Task instructions:
Beginning with the first entry, restate the data word for word and leave out the images.

•••••

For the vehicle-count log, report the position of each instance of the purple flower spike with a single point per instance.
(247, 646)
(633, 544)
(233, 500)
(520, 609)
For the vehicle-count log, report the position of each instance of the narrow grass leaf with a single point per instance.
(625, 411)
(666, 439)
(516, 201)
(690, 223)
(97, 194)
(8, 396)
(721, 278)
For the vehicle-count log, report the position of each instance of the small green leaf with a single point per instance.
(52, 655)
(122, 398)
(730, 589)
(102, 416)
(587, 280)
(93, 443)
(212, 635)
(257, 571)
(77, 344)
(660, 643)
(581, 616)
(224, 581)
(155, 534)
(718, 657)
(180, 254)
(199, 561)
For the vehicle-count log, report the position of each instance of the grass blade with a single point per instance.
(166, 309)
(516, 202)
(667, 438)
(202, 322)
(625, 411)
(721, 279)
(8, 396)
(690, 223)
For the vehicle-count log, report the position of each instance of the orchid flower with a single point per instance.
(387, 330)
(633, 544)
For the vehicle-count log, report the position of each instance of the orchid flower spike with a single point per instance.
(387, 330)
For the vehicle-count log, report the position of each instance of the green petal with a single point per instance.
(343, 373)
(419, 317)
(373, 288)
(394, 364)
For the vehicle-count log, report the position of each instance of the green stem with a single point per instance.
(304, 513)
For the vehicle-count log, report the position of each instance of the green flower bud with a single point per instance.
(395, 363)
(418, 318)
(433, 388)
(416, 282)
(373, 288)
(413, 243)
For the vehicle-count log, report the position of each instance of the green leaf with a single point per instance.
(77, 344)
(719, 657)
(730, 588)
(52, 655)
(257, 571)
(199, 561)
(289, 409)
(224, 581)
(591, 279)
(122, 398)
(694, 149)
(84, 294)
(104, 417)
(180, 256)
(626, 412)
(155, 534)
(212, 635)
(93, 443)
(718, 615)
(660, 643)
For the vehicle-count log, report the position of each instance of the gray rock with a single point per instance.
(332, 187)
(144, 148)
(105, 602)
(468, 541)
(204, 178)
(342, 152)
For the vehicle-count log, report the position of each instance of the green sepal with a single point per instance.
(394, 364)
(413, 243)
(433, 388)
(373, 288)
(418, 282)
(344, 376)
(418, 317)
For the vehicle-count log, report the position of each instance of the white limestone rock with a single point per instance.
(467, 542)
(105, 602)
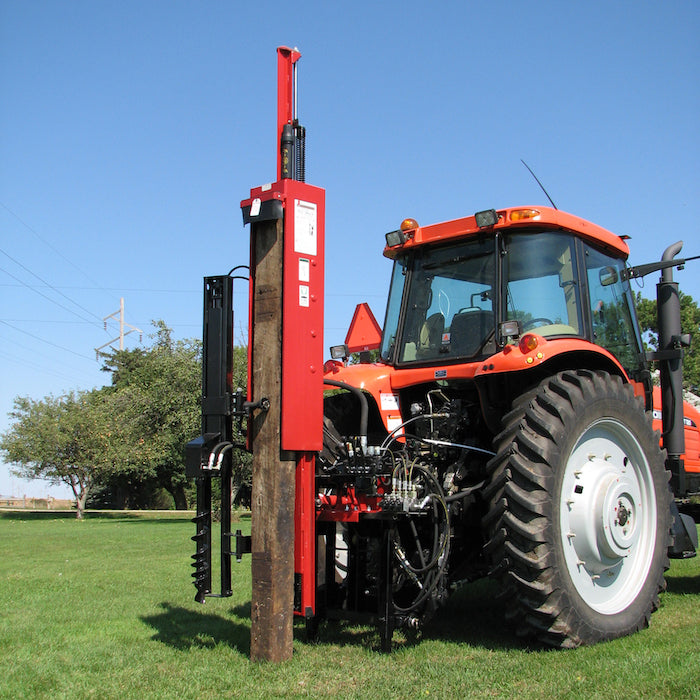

•••••

Task response:
For the vehicle-count log, report the position of each instance of the purple flower spike with a single point per instance.
(247, 646)
(633, 544)
(233, 500)
(520, 609)
For the vehicle-count log, report the position of each instance of the narrow grass leaf with a single point per instance.
(625, 411)
(666, 439)
(516, 201)
(690, 223)
(97, 194)
(8, 396)
(721, 278)
For the vehicle-count log, report the position of each instance of the small green leaf with a single point per instance.
(52, 655)
(122, 398)
(730, 589)
(102, 416)
(587, 280)
(93, 443)
(212, 635)
(257, 571)
(77, 344)
(660, 643)
(581, 616)
(224, 581)
(155, 534)
(718, 657)
(180, 254)
(199, 561)
For the vehicle-count log, report the position of each instance of the grass blade with a single point per instance.
(166, 309)
(516, 202)
(667, 438)
(202, 322)
(625, 411)
(721, 279)
(8, 396)
(690, 223)
For the vehicle-count log, report the position of each instance of the orchid flower with a single point per instance.
(387, 330)
(633, 544)
For the vehicle-count log, report the position of each instance of the orchid flower spike with a single point per instance.
(387, 330)
For the vehicle-count log, report the position of each instance of the green petal with a single point per instance.
(343, 373)
(419, 317)
(373, 288)
(394, 364)
For the vehicle-count log, report the position of each instance of the green stem with a single point per instance.
(304, 513)
For the vehicle-count log, report the position of each instance of the green flower bud with a single point per instance.
(395, 363)
(418, 318)
(433, 388)
(416, 282)
(373, 288)
(413, 243)
For the vehicle-count log, report the position of each instance of the green leaf with a single point per instance.
(77, 344)
(719, 657)
(730, 588)
(52, 655)
(257, 571)
(199, 561)
(289, 409)
(224, 581)
(591, 279)
(122, 398)
(694, 149)
(84, 294)
(104, 417)
(180, 256)
(626, 412)
(155, 534)
(212, 635)
(93, 443)
(718, 615)
(660, 643)
For the vehicle-count log, report the position of each instance of the gray rock with a single point per instance.
(332, 187)
(144, 148)
(105, 602)
(468, 541)
(204, 178)
(342, 152)
For the vehicle-count log, report the position of each instance of the green sepal with a single point per instance.
(394, 364)
(413, 243)
(433, 388)
(373, 288)
(418, 282)
(344, 376)
(418, 317)
For the vehicle-count log, report the position of each instance of the white limestone rock with a single point per instance.
(467, 542)
(105, 602)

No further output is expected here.